SHORT PROBLEM 1 → Translate this sentence from the passage below on storing greens and making smoothies into Spanish: "Besides, the bins stack easily in place of random bags piled on top of each other."
SHORT PROBLEM 2 → Extend the passage below on making an almond-kale smoothie, picking up right after its final line.

TEXT PASSAGE →
------

While I was researching how people use their Vitamix machines on YouTube, I came across a fellow who took out a long plastic bin from the fridge filled with fresh Swiss chard and flat leaf kale that had been washed, dried and then stored. I thought this made sense because the greens would be handy to use, stay fresher longer and not languish in their plastic bags still full of grit. Besides, the bins stack easily in place of random bags piled on top of each other. The idea of an orderly fridge with space around things is a forever fantasy for me.

So, yesterday, I picked up medium and large size BPA-free plastic storage containers at the local grocery store; rinsed clean the fresh greens, let them drip dry and then placed them in the bins lined with clean paper towel.

I was a little apprehensive about using the Vitamix for the first time since it seemed to me like having a little black Lamborghini on my kitchen counter. For my first smoothie, I planned to make an almond kale mixture in the morning for breakfast, soaking some raw almonds in water overnight. The idea of a two-flavor smoothie appealed to me more than putting a Noah’s Ark full of fresh vegetables and fruit in all at once.

My thought was also to come up with combinations that appealed to my palate that were simple, clean tastes that I would want to have regularly for breakfast and lunches. Less is more feels like the right approach to develop my own vocabulary for how to use this machine. Otherwise, I’m afraid that it would just be a novelty for awhile, mixing together other people’s recipes for different sorts of things, but not with an intention to truly integrate new foods into our eating lifestyle. So, I’m developing my own “Zone” of concoctions, so to speak. The almond kale smoothie was light and tasty, thicker than just juicing and a lot less milk-shakey than some fruit smoothies I’ve had in the past.

Here are the ingredients if you’d like to try it yourself:

Almond-Kale Smoothie (adapted from “It’s All Good”, page 207)

a packed cup of kale leaves torn off the stem
a cup of almond/coconut milk (unsweetened)
1 tablespoon almond butter
1 tablespoon soaked raw almonds (let sit in water overnight in the fridge)
1 teaspoon Xylitol (sweetener, or a pitted Medjool date which I didn’t have on hand)

------

SUPPLIED DATA →
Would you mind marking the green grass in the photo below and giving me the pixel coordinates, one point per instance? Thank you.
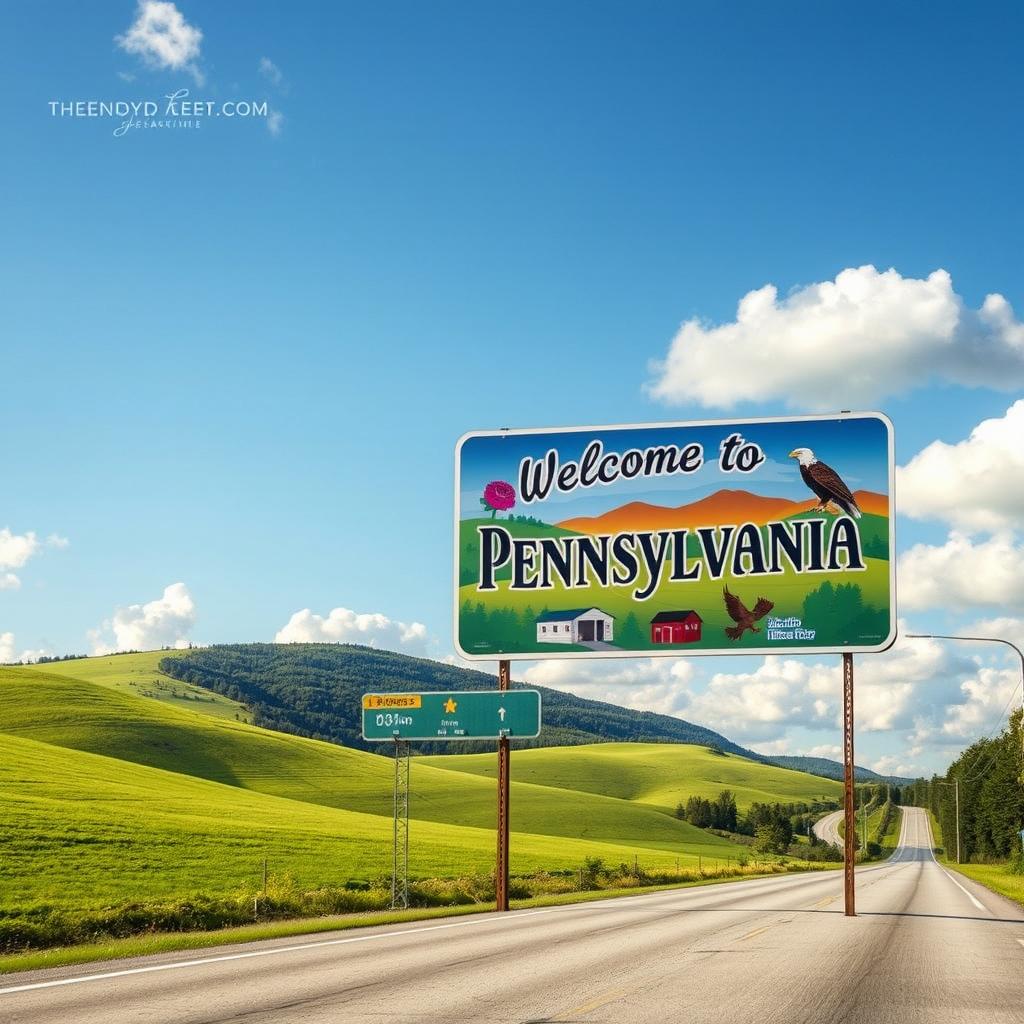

------

FINAL ANSWER 1 → Además, los recipientes se apilan fácilmente en lugar de bolsas sueltas amontonadas unas encima de otras.

FINAL ANSWER 2 →
For lunch, I’m going to make a smoothie with fresh fruit. I peeled each of the bananas I have on hand and froze them individually, broken into thirds. My trusty little Oster juicer has worked well and I’ll make the liquid base for my lunch smoothie by juicing a pink grapefruit and two navel oranges. Then I’ll add some fresh pineapple, hemp seeds, a frozen banana and four ice cubes.

"primp"~grapefruit & orange juice, fresh pineapple, banana, hemp seeds and ice

“primp”~grapefruit & orange juice, fresh pineapple, banana, hemp seeds and ice


I began thinking I might make up names for these concoctions if I decided to keep them on my menu. Something like “Kayla” for the almond kale breakfast smoothie and “Primp” for the pineapple/citrus/banana lunch smoothie.

For dinner, I’m making leek potato soup, a (very) small lemon-grilled center cut piece of salmon, with a light green goddess dressing served on a green salad. So for today’s meals, I’ll have had a “Kayla” smoothie for breakfast, a “Primp” smoothie for lunch and one of my favorite soups with a salad and a couple of bites of fish for dinner. For dessert, there’s still a smidge of strawberry-rhubarb compote left to eat with a dollop of plain yogurt.

While I was out grocery shopping, it occurred to me that these kinds of meals might be akin to ones that are offered at those very pricey spas in Bali, the Golden Door or Canyon Ranch out here in the Berkshires. Except that having it at home was a heck of a lot less expensive than it costs for a three-(@$3000) or a 7-(@$8000) night stay (not including travel costs!) Of course, the spa experience also includes massages of all kinds, hikes and horse-riding. But massages and a walk around the neighborhood are easy to do at home–the horses, well, are more of a stretch. With this renewed perspective, I am now definitely edging towards thinking that buying the Vitamix was a BARGAIN (LOL!) rather than an extravagance!

In any case, I’m so inspired by how glowingly healthy Julia Turshen looks after losing sixty pounds that I feel I have just taken, as Lao Tzu* says, the first step in my personal journey to more radiant health and well-being!

Footnote: *A journey of a thousand miles begins with a single step.”

fortune . . .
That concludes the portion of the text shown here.